▶

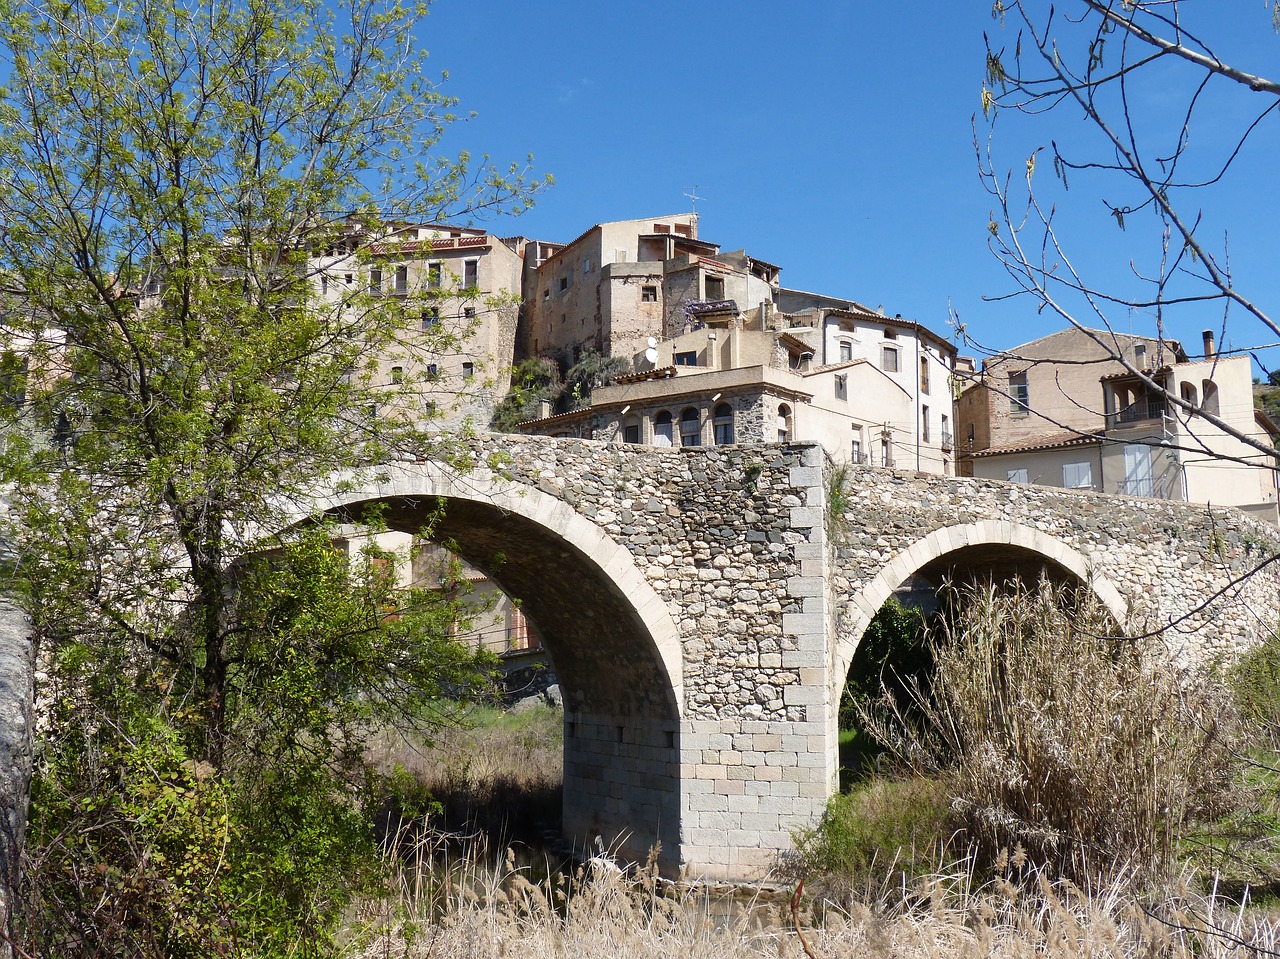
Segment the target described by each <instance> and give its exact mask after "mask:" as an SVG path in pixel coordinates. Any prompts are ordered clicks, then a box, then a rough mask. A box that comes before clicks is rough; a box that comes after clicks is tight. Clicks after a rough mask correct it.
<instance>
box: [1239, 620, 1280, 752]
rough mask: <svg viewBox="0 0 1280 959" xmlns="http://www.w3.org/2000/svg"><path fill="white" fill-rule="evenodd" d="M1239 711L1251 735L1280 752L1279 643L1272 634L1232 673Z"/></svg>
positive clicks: (1279, 679)
mask: <svg viewBox="0 0 1280 959" xmlns="http://www.w3.org/2000/svg"><path fill="white" fill-rule="evenodd" d="M1229 679H1230V685H1231V690H1233V693H1234V694H1235V703H1236V708H1238V709H1239V711H1240V716H1242V718H1243V720H1244V721H1245V722H1247V723H1248V726H1249V729H1251V731H1253V732H1254V734H1256V735H1258V736H1260V741H1261V743H1262V744H1265V745H1267V746H1268V748H1270V749H1274V750H1280V641H1277V638H1276V636H1275V635H1274V634H1271V635H1268V636H1266V638H1265V639H1263V641H1262V643H1260V644H1258V645H1256V647H1254V648H1253V649H1251V650H1249V652H1247V653H1245V654H1244V656H1242V657H1240V658H1239V659H1238V661H1236V662H1235V665H1234V666H1233V667H1231V671H1230V673H1229Z"/></svg>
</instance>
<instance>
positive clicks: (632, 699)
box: [325, 435, 1280, 877]
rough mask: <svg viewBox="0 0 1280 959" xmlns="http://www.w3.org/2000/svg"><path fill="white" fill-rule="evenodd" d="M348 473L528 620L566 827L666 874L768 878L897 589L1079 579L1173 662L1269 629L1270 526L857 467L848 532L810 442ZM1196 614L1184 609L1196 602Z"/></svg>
mask: <svg viewBox="0 0 1280 959" xmlns="http://www.w3.org/2000/svg"><path fill="white" fill-rule="evenodd" d="M470 458H471V461H472V462H474V463H476V465H475V466H472V469H470V470H466V471H456V470H452V469H448V467H444V466H442V465H439V463H438V462H433V461H430V460H428V458H424V460H422V461H420V462H398V463H387V465H384V466H379V467H376V469H375V470H371V471H370V472H369V475H366V476H364V478H355V481H353V483H352V484H351V485H349V487H348V485H344V487H343V492H342V493H340V494H334V496H333V497H330V498H329V499H328V501H326V502H325V506H326V507H328V508H330V510H333V511H335V512H339V513H344V515H346V513H352V512H355V511H358V508H360V506H361V504H362V503H367V502H372V501H379V502H383V503H384V504H385V507H387V511H385V519H387V521H388V522H389V524H390V525H392V526H393V528H399V529H410V530H411V529H416V524H417V522H420V520H421V517H422V515H424V511H430V510H433V508H434V507H435V503H436V502H438V499H436V498H438V497H439V498H443V499H444V501H445V513H444V516H445V519H444V521H443V522H442V524H440V526H439V534H440V535H442V536H448V538H452V539H454V540H456V542H457V543H458V544H460V547H461V552H462V554H463V557H465V558H466V560H467V561H468V562H471V563H474V565H475V566H477V567H480V568H481V570H485V571H486V572H488V574H490V575H492V577H493V579H494V580H495V581H497V583H498V584H499V585H502V586H503V589H506V590H507V592H508V593H509V594H512V595H515V597H518V598H521V599H522V602H524V608H525V611H526V612H527V613H529V616H530V618H532V620H534V621H535V622H536V624H538V626H539V629H540V631H541V634H543V636H544V639H545V643H547V648H548V650H549V652H550V656H552V658H553V661H554V665H556V668H557V673H558V676H559V679H561V682H562V686H563V691H564V703H566V739H564V741H566V746H564V750H566V781H564V784H566V785H564V827H566V831H567V832H568V834H570V835H572V836H575V837H577V839H579V840H580V841H589V840H590V839H591V837H593V836H595V835H599V836H602V837H603V840H604V841H605V842H607V844H611V845H613V846H614V848H617V849H620V850H621V851H622V854H623V855H628V857H632V858H635V859H643V858H644V855H645V853H646V850H648V849H649V848H650V846H652V845H653V844H654V842H659V841H660V842H662V862H663V866H664V867H666V868H668V869H677V868H687V869H689V871H690V872H691V873H694V874H700V876H707V877H749V876H758V874H760V873H763V872H765V871H767V869H768V868H769V867H771V866H772V864H773V863H774V862H776V858H777V855H778V854H780V853H782V851H783V850H786V849H788V848H790V842H791V839H790V836H791V830H794V828H796V827H799V826H805V825H810V823H813V822H814V821H815V819H817V818H818V817H819V816H820V813H822V810H823V808H824V804H826V800H827V799H828V796H829V795H831V794H832V791H833V790H835V789H836V786H837V776H838V766H837V737H836V732H837V730H836V713H837V708H838V702H840V693H841V689H842V686H844V681H845V676H846V672H847V668H849V663H850V662H851V659H852V653H854V650H855V649H856V645H858V639H859V636H860V635H861V631H863V629H864V627H865V624H867V622H868V621H869V618H870V616H873V615H874V612H876V609H878V608H879V606H881V604H882V603H883V600H884V599H886V598H887V597H888V595H890V594H891V593H892V592H893V590H895V589H896V588H899V586H901V585H902V584H904V583H905V581H906V580H908V579H910V577H911V576H915V575H923V576H925V577H937V576H942V575H954V574H955V572H956V571H970V572H983V571H992V572H995V574H997V575H1002V574H1005V572H1009V571H1016V572H1021V574H1024V575H1039V571H1041V570H1046V568H1047V570H1048V571H1050V574H1052V575H1057V576H1060V577H1064V579H1068V580H1074V581H1080V583H1087V584H1088V585H1089V588H1091V589H1093V590H1094V593H1097V594H1098V597H1100V598H1101V599H1102V600H1103V602H1105V603H1106V604H1107V607H1108V608H1110V609H1111V611H1112V612H1114V613H1115V616H1116V617H1117V620H1120V621H1121V622H1123V624H1124V625H1125V627H1126V629H1130V630H1146V629H1148V627H1155V626H1165V627H1166V629H1167V638H1169V641H1170V643H1174V644H1175V645H1176V648H1178V652H1179V653H1180V656H1183V658H1184V659H1187V661H1188V662H1197V661H1203V659H1206V658H1208V657H1217V656H1230V654H1233V653H1234V652H1235V650H1236V649H1239V648H1240V647H1242V645H1244V644H1248V643H1251V641H1253V639H1254V631H1256V629H1258V626H1257V624H1261V622H1274V620H1275V613H1276V595H1277V589H1276V586H1277V576H1276V574H1275V572H1274V571H1272V568H1271V567H1270V566H1266V567H1265V568H1262V570H1261V571H1260V572H1257V574H1254V575H1252V576H1248V575H1247V574H1249V572H1251V570H1253V568H1254V567H1256V566H1258V565H1260V563H1261V562H1262V560H1263V557H1266V556H1272V554H1274V553H1275V552H1276V549H1277V548H1280V542H1277V536H1276V530H1275V528H1268V526H1265V525H1262V524H1258V522H1256V521H1253V520H1251V519H1249V517H1247V516H1244V515H1243V513H1239V512H1235V511H1231V510H1217V508H1215V510H1207V508H1204V507H1193V506H1187V504H1181V503H1167V502H1155V501H1142V499H1134V498H1119V497H1106V496H1101V494H1089V493H1074V492H1069V490H1055V489H1047V488H1043V489H1036V488H1028V487H1019V485H1015V484H1007V483H997V481H986V480H972V479H970V480H957V479H951V478H942V476H925V475H919V474H906V472H896V471H891V470H873V469H852V470H849V471H847V476H846V487H845V493H844V494H842V496H844V498H845V501H846V508H845V512H844V516H840V517H833V516H831V515H829V504H828V490H829V489H831V484H832V483H833V480H835V478H833V474H832V470H831V466H829V463H828V461H827V458H826V456H824V453H823V452H822V449H820V447H817V446H808V444H774V446H765V447H714V448H692V449H654V448H652V447H637V446H628V444H605V443H598V442H589V440H558V439H549V438H543V437H508V435H503V437H481V438H479V439H476V440H475V448H474V451H472V456H471V457H470ZM1206 600H1208V604H1207V606H1206V607H1204V608H1201V606H1199V604H1201V603H1202V602H1206Z"/></svg>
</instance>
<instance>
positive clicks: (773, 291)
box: [312, 214, 1280, 650]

◀

* What you should do *
Arrange the listing from its start through the line with "box: [325, 435, 1280, 877]" as a Markdown table with the columns Row and Line, putting one line in each row and skipping blank lines. Omit the pictures.

* Task result *
| Row | Line |
|---|---|
| 1 | Segment the target described by each <instance> and give its exact mask after "mask:" as an SVG path in pixel coordinates. Any prompts are ordered clicks, then a box, then a rough mask. A box that comes before clicks is rough; a box that comes after clicks is tight. Clicks after a rough mask correct it. |
| 2 | <instance> |
| 3 | box: [1239, 620, 1280, 752] |
| 4 | rough mask: <svg viewBox="0 0 1280 959" xmlns="http://www.w3.org/2000/svg"><path fill="white" fill-rule="evenodd" d="M1239 711L1251 735L1280 752L1279 643L1272 634L1232 673Z"/></svg> |
| 5 | positive clicks: (1279, 679) |
| 6 | mask: <svg viewBox="0 0 1280 959" xmlns="http://www.w3.org/2000/svg"><path fill="white" fill-rule="evenodd" d="M1229 679H1230V685H1231V690H1233V693H1234V694H1235V703H1236V708H1238V709H1239V711H1240V716H1242V718H1243V720H1244V721H1245V722H1247V723H1248V726H1249V729H1251V731H1253V732H1254V734H1256V735H1258V736H1260V741H1261V743H1262V744H1265V745H1267V746H1268V748H1270V749H1274V750H1280V641H1277V638H1276V636H1275V635H1274V634H1271V635H1268V636H1266V638H1265V639H1263V641H1262V643H1260V644H1258V645H1256V647H1254V648H1253V649H1251V650H1249V652H1247V653H1245V654H1244V656H1242V657H1240V658H1239V659H1238V661H1236V662H1235V665H1234V666H1233V667H1231V671H1230V673H1229Z"/></svg> |
| 7 | </instance> |
| 8 | <instance> |
| 9 | positive clicks: (632, 699) |
| 10 | box: [325, 435, 1280, 877] |